*Aufgaben*.
1. Was können und sollen Getrennt Lebende und Geschiedene, die für ihr weiteres Leben allein bleiben, laut dem Textauszug über Geschiedene in der Kirche weiterhin tun?
2. Schreib den Textauszug über Geschiedene in der Kirche nach seinem letzten Satz weiter.

*Textauszug*.
******
Getrennt Lebende und Geschiedene, die für ihr weiteres Leben allein bleiben, können und sollen weiterhin am Leben der Kirche teilnehmen und ihre Sakramente empfangen. Bei anderen stellt sich manchmal auch in einem kirchlichen Eheprozeß heraus, daß die Partner gar keine gültige Ehe eingegangen sind. Wieder andere entschließen sich nach kürzerer oder längerer Zeit nach der Scheidung einer gültigen Ehe zu einer standesamtlichen Wiederverheiratung.
******
*Datensatz*.
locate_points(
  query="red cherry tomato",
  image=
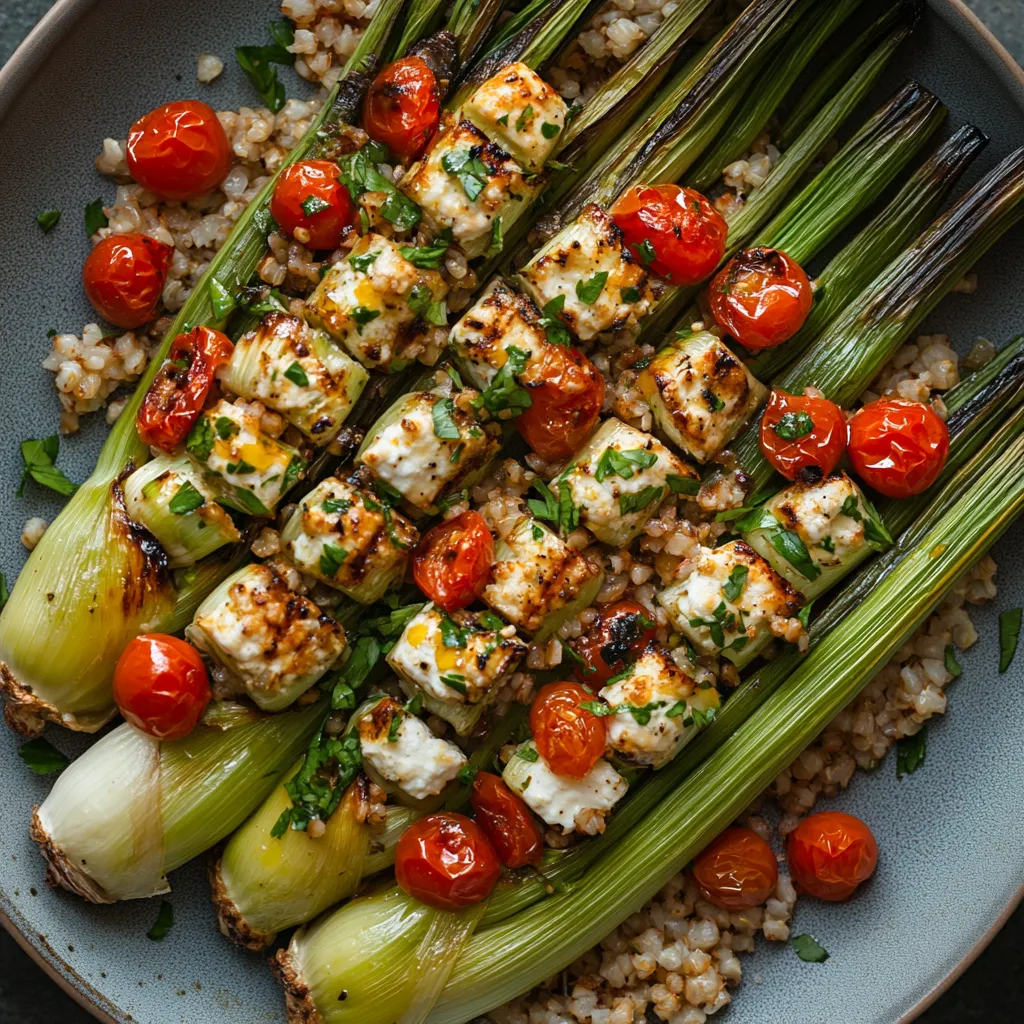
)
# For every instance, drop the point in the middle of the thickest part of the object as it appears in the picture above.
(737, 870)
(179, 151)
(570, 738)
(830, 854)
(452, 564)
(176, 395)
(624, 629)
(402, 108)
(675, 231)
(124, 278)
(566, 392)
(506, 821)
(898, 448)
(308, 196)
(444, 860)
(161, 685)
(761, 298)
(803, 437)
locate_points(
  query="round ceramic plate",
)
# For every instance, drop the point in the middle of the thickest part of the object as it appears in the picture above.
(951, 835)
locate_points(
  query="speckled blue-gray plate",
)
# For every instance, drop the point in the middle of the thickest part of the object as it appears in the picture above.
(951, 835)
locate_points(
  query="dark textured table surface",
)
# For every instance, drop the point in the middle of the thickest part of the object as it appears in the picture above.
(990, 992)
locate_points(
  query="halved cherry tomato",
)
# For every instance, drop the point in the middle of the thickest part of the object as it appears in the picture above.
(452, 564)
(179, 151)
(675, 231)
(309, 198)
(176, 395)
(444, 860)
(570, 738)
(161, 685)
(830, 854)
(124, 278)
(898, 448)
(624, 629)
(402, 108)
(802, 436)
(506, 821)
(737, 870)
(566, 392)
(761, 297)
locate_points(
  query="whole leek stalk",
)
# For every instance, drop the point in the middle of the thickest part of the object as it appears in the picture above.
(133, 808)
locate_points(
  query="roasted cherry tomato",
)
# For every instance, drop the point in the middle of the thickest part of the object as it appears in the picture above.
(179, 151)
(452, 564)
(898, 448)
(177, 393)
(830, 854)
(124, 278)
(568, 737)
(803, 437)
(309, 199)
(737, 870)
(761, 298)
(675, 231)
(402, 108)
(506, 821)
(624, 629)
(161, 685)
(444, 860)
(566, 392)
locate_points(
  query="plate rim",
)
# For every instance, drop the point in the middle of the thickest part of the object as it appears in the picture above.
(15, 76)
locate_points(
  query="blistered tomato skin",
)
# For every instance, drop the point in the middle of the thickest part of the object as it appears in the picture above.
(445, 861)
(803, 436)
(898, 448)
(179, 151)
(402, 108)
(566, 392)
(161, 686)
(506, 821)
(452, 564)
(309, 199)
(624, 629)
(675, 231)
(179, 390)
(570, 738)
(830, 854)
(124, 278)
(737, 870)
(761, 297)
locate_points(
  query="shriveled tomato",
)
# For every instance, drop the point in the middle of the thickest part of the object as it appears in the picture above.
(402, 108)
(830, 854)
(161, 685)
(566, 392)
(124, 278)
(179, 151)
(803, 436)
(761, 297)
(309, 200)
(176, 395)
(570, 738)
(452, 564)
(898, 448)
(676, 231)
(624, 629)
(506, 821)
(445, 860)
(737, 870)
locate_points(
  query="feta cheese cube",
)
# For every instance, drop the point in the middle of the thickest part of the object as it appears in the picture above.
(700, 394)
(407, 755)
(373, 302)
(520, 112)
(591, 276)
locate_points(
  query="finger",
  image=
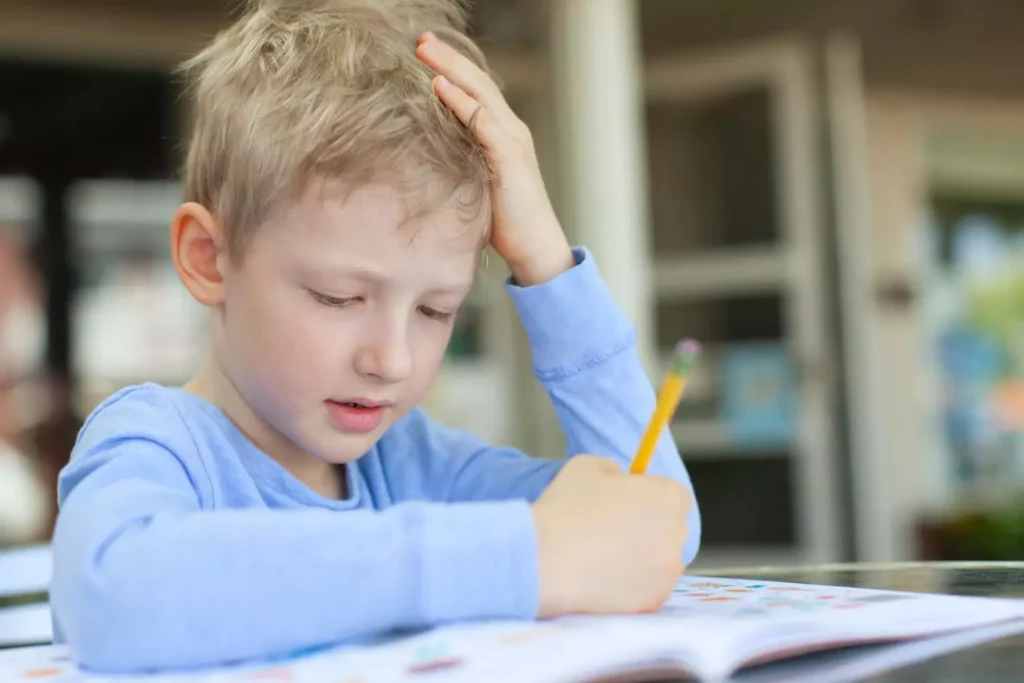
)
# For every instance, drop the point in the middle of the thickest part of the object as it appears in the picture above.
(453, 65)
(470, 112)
******
*Ergebnisse je Aufgabe*.
1. Sie können und sollen weiterhin am Leben der Kirche teilnehmen und ihre Sakramente empfangen.

2.
Das ist in zunehmendem Maße auch bei solchen katholischen Christen der Fall, die am Leben der Gemeinde teilnehmen und in der Kirche Heimat gefunden haben. Oft fühlen sich katholische Christen, die nach der Scheidung eine zivile Ehe eingegangen sind, in der Kirche nicht mehr ganz zu Hause. Manche wenden sich sogar ganz von ihr ab, weil sie irrtümlich annehmen, sie seien aus der Kirche ausgeschlossen. Andere wiederverheiratete Geschiedene äußern den dringenden Wunsch, in der Gemeinschaft der Glaubenden am eucharistischen Mahl teilnehmen zu dürfen.
Wiederverheiratete Geschiedene gehören auch weiter zur Kirche und sind zum Gottesdienst wie auch zu allen kirchlichen Veranstaltungen eingeladen wie alle anderen Christen. Wiederverheiratete Geschiedene sollen bedenken, daß sie in unterschiedlichen Weisen am Leben der kirchlichen Gemeinschaft teilnehmen können.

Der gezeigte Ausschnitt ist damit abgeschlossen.